Task to complete:
Starting at the line that contains "Locate the egg", restate each line word for word through the final line of the data, keeping both ends.

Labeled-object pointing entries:
* * *

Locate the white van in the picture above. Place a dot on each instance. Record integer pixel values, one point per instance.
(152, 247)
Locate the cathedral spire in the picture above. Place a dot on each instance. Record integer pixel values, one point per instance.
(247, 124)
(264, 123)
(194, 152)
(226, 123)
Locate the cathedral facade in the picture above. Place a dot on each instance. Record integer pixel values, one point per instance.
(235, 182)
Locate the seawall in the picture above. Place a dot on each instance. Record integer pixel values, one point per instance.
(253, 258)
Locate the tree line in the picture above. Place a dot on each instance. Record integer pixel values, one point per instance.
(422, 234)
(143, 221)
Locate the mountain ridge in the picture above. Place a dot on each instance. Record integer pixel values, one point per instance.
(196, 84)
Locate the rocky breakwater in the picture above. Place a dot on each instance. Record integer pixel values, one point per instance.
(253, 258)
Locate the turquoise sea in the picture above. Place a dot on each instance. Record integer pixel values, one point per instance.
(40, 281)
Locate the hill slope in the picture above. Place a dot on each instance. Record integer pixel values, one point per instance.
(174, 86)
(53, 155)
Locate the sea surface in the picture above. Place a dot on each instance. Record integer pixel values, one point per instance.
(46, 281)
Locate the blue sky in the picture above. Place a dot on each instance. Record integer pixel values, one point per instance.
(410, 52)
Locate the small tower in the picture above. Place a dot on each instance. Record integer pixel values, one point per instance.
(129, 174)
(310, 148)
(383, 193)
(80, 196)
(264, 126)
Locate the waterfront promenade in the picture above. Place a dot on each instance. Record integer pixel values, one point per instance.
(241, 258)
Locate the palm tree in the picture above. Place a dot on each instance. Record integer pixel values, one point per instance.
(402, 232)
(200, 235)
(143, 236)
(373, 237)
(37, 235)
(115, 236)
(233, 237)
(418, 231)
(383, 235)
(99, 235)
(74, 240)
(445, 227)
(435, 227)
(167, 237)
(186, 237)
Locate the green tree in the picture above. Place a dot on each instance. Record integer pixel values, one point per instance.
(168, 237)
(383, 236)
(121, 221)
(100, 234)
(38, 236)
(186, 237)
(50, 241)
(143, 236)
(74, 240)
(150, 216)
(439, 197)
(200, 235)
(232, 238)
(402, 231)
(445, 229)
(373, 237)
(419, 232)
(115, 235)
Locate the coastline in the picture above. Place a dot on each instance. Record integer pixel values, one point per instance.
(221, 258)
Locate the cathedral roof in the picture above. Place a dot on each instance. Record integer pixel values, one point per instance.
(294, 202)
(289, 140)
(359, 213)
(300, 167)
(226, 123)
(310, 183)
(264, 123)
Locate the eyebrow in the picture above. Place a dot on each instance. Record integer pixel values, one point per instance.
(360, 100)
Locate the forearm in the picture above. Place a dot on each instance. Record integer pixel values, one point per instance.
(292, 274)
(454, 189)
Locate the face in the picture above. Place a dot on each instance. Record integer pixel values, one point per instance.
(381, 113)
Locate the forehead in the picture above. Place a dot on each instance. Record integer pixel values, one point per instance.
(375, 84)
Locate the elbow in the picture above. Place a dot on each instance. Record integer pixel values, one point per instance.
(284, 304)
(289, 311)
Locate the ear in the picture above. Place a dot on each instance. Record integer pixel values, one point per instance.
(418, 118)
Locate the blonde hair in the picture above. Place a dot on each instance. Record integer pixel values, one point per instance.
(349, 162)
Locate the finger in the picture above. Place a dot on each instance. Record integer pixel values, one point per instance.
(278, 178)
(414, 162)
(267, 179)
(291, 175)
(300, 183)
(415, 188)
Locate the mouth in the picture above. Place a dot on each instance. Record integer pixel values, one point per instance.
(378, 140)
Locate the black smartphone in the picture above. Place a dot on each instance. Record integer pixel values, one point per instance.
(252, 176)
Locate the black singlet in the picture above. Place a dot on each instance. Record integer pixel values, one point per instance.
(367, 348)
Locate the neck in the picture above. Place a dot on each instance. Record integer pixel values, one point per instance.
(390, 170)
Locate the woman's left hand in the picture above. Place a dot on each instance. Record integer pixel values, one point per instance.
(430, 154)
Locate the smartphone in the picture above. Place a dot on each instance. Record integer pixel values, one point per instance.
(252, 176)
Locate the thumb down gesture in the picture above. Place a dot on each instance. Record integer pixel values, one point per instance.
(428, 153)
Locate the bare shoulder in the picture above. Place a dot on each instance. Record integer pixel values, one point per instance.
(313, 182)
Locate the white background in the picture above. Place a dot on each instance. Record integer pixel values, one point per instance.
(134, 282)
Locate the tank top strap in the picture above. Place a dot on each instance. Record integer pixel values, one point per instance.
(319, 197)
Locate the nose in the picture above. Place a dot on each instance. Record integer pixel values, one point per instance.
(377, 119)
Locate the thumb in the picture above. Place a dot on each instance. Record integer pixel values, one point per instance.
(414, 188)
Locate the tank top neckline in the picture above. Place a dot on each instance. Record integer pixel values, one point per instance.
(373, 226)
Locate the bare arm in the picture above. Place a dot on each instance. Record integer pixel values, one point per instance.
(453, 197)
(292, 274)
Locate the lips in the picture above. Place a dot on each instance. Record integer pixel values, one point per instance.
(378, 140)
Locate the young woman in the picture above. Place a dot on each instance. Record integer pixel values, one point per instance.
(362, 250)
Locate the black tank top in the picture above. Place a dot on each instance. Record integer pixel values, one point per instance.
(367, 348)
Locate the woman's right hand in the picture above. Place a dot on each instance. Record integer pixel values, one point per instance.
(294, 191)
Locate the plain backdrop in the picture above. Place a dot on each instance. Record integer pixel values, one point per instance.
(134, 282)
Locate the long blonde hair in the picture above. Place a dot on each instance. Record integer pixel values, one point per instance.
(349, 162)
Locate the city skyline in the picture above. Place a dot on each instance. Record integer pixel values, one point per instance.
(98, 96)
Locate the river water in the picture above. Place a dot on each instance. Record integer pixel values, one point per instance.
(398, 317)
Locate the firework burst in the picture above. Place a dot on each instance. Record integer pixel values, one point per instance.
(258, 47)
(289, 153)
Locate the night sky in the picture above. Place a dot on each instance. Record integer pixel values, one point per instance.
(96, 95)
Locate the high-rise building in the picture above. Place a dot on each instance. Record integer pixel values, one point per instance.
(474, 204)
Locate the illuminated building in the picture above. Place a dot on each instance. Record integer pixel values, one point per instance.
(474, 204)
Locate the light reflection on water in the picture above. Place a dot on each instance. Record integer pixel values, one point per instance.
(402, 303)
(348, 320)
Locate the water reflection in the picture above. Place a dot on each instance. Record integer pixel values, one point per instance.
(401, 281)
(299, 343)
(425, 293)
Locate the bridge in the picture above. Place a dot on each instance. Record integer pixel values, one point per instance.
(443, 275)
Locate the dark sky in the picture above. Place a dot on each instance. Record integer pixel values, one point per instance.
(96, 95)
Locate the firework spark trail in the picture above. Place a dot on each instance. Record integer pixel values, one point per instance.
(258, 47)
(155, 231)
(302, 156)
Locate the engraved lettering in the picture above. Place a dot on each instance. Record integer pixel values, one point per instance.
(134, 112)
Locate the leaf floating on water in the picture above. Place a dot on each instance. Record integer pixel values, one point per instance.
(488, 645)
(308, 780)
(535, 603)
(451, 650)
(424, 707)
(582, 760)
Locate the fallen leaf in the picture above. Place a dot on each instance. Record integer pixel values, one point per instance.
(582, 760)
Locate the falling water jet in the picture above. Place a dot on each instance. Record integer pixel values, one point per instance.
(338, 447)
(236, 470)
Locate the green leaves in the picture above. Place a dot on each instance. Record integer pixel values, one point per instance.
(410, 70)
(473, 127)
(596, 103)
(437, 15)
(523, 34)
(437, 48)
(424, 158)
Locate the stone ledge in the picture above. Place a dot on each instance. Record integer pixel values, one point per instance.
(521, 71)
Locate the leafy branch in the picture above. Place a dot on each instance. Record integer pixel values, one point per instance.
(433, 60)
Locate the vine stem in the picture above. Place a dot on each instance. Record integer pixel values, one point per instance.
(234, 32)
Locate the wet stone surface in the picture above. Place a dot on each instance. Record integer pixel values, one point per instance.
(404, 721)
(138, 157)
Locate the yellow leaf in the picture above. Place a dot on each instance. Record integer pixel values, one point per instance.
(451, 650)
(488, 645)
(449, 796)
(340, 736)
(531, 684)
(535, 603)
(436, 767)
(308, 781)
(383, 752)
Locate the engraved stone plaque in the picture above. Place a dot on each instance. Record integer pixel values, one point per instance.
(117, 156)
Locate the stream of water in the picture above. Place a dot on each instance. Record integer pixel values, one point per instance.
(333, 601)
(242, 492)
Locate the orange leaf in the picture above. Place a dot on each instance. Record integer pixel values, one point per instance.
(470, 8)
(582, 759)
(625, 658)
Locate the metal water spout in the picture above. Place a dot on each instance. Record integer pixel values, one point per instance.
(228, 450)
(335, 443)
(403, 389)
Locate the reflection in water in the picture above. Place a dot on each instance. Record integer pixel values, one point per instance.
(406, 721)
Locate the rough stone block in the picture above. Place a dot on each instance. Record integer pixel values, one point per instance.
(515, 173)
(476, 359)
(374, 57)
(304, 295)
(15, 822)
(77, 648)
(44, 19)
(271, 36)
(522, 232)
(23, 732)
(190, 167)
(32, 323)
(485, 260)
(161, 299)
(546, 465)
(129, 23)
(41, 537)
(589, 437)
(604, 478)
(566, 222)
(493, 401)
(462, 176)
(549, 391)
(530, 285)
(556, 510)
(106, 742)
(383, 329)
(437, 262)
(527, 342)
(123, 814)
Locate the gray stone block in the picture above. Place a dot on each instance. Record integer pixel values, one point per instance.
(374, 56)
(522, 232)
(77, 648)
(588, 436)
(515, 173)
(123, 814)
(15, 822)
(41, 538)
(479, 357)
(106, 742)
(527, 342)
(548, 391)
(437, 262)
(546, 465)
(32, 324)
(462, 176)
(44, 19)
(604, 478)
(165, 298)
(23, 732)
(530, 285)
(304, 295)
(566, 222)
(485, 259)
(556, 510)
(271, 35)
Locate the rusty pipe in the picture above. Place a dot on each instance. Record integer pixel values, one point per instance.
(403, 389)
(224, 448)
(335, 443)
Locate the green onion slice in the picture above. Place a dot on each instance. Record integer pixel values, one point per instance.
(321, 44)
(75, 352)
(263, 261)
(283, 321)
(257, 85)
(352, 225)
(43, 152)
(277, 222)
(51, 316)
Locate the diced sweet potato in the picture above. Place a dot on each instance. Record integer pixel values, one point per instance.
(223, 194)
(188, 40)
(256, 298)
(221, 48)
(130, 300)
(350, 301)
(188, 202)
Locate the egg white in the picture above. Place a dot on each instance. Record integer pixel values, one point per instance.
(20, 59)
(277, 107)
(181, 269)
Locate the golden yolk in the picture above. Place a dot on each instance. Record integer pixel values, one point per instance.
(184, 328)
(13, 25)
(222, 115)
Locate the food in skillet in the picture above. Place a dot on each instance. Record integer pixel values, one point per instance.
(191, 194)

* * *

Answer:
Locate the egg white in the picture above. Place a dot on each instance. Record integer pixel values, one point per instance.
(20, 59)
(277, 107)
(181, 269)
Locate the golden yolk in the picture above. Place a dot on each instance. Record integer pixel values, one point per instance.
(184, 328)
(13, 25)
(222, 115)
Locate the food in skillet in the picture above. Place a dot on each instance. Record integer pixel values, one point per instance.
(191, 194)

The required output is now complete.